— BEGIN —
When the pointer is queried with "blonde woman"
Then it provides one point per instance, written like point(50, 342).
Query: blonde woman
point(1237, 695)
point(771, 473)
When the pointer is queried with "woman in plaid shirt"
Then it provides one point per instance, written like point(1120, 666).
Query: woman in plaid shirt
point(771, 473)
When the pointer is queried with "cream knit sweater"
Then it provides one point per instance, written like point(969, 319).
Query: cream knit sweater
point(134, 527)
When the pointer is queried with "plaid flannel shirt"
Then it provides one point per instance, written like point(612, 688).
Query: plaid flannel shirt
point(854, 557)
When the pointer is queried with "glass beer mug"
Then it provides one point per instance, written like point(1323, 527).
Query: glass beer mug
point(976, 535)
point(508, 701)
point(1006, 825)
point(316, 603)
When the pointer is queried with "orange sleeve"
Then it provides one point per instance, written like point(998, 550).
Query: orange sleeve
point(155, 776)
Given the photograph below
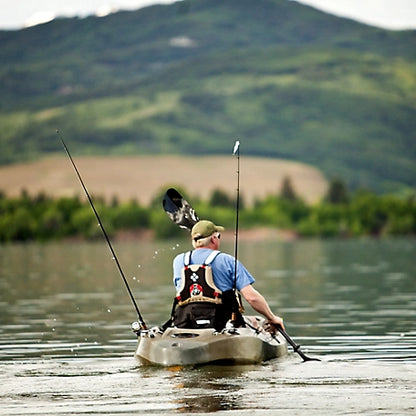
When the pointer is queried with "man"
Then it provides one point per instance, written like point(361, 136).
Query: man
point(205, 281)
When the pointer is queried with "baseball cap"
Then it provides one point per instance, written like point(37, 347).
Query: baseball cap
point(204, 228)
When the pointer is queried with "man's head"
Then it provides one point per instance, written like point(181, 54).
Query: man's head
point(205, 233)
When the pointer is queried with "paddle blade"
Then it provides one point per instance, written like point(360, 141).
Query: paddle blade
point(179, 210)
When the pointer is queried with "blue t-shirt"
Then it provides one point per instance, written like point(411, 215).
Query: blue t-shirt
point(223, 269)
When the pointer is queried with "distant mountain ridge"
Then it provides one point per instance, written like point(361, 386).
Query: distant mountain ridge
point(191, 77)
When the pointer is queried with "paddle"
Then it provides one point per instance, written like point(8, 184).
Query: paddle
point(296, 347)
point(179, 210)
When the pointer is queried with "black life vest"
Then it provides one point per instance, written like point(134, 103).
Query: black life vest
point(199, 303)
point(197, 283)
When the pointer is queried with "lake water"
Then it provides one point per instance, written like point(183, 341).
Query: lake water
point(66, 346)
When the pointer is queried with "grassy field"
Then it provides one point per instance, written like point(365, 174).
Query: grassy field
point(143, 177)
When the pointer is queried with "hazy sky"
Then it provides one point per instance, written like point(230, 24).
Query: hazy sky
point(15, 14)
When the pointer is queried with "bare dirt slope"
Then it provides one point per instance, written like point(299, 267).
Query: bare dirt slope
point(142, 177)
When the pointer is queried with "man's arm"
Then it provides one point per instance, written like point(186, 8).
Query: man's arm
point(259, 304)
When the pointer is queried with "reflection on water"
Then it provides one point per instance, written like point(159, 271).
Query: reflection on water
point(66, 345)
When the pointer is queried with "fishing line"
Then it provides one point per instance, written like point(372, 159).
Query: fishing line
point(140, 319)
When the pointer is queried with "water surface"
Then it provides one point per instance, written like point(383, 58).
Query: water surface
point(66, 345)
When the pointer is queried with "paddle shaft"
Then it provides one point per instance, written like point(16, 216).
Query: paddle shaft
point(295, 347)
point(141, 321)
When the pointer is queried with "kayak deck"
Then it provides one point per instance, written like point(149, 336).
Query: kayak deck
point(181, 346)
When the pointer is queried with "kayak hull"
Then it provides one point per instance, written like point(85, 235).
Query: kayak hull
point(176, 346)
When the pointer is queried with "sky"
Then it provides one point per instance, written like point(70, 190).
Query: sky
point(388, 14)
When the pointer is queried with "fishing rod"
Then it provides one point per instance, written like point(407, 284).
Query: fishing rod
point(140, 319)
point(239, 306)
point(236, 152)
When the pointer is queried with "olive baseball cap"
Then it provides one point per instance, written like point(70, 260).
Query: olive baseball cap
point(204, 228)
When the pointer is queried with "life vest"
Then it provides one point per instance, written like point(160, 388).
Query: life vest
point(197, 283)
point(199, 303)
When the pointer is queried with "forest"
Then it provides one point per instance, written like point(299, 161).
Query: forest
point(341, 213)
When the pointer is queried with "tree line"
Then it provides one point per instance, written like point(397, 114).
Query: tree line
point(340, 214)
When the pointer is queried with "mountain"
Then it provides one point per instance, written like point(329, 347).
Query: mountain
point(189, 78)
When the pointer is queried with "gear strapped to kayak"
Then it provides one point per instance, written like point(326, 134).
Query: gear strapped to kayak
point(199, 303)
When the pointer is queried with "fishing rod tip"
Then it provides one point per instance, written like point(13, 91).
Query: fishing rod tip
point(236, 146)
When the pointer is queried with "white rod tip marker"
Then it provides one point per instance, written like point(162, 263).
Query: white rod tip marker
point(236, 146)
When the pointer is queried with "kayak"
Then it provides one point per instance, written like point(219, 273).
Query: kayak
point(250, 344)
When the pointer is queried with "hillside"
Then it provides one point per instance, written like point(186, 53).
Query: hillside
point(189, 78)
point(142, 178)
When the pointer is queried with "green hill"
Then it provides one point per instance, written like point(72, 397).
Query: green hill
point(191, 77)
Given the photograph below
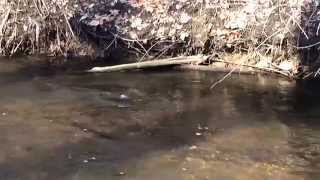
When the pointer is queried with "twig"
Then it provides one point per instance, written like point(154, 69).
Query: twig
point(150, 64)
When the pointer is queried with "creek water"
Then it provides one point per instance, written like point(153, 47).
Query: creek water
point(156, 125)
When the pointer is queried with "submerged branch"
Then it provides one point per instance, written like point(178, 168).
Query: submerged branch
point(151, 64)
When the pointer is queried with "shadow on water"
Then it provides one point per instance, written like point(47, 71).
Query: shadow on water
point(157, 125)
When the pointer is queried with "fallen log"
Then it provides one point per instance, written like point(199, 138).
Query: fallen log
point(151, 64)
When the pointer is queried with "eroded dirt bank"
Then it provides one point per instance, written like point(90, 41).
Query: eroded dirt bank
point(280, 34)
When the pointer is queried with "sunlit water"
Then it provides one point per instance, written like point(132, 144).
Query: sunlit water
point(156, 126)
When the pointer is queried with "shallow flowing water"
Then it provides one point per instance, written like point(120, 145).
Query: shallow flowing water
point(155, 126)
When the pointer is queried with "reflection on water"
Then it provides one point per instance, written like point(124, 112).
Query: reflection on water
point(160, 125)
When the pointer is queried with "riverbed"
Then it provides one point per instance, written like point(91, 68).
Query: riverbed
point(155, 125)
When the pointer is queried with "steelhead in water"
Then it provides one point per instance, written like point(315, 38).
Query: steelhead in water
point(157, 125)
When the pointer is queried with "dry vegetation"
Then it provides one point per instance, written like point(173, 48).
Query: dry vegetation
point(271, 32)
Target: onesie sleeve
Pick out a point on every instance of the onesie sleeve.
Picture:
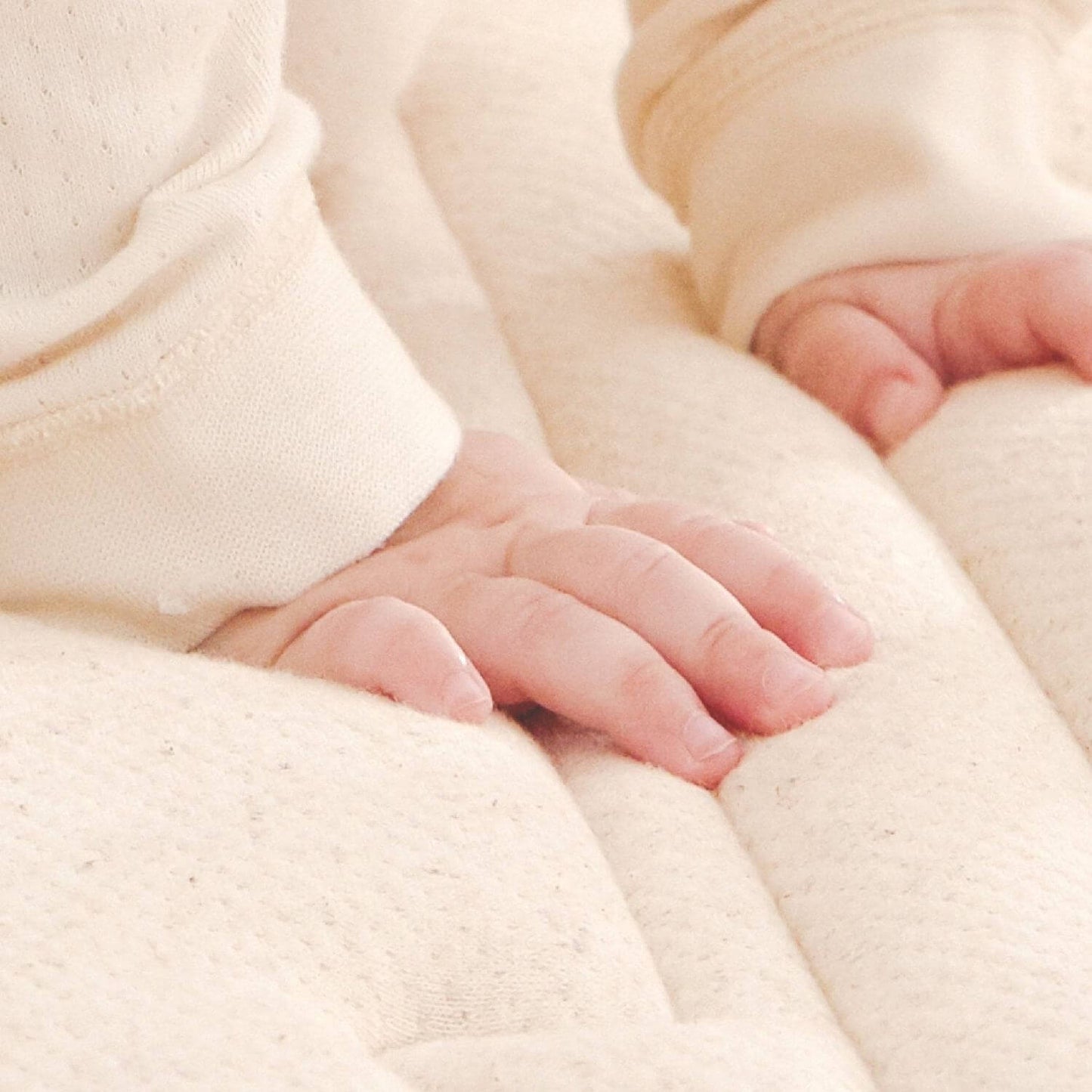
(200, 410)
(800, 137)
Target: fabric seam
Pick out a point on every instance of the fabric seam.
(45, 432)
(682, 130)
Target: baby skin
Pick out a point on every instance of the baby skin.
(880, 344)
(515, 583)
(665, 627)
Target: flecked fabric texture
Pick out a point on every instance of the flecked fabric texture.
(216, 878)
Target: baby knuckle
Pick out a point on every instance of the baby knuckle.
(543, 613)
(640, 679)
(725, 637)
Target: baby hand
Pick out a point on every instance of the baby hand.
(635, 617)
(879, 344)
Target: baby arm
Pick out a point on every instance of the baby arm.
(871, 187)
(203, 417)
(879, 344)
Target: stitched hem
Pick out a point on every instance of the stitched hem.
(770, 49)
(285, 253)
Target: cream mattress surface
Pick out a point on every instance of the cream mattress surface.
(218, 878)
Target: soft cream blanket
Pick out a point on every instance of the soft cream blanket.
(218, 878)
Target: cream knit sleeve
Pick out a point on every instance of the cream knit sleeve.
(200, 411)
(800, 137)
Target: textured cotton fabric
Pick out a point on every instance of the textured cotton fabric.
(200, 410)
(802, 137)
(216, 878)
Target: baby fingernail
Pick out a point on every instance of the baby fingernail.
(466, 697)
(896, 412)
(704, 738)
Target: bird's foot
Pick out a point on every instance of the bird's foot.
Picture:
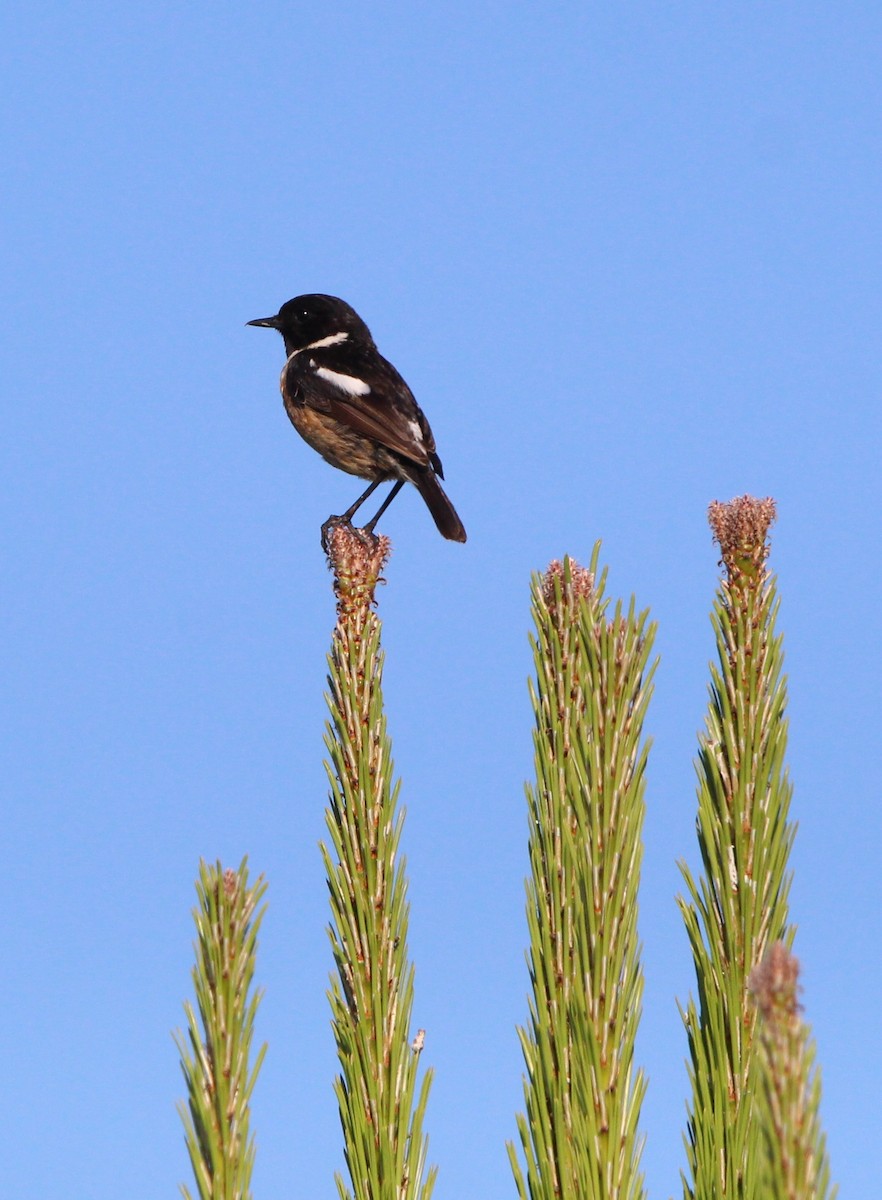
(365, 535)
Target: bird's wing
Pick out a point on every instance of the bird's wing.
(360, 389)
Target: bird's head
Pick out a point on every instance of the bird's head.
(310, 319)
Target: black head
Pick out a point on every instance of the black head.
(309, 318)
— END —
=== Stated exercise ===
Reproduce verbatim the portion of the items that opens with the line containing "Target: bird's wing" and closes with the final line of the items, including both of those lines.

=== Exercise output ===
Target: bird's wing
Pick out a point on every instance of the bird's wing.
(360, 389)
Target: bird's head
Pick out a point on every instance of the bird's head.
(310, 319)
Target: black head
Pick out a point on every instance of the black head.
(309, 318)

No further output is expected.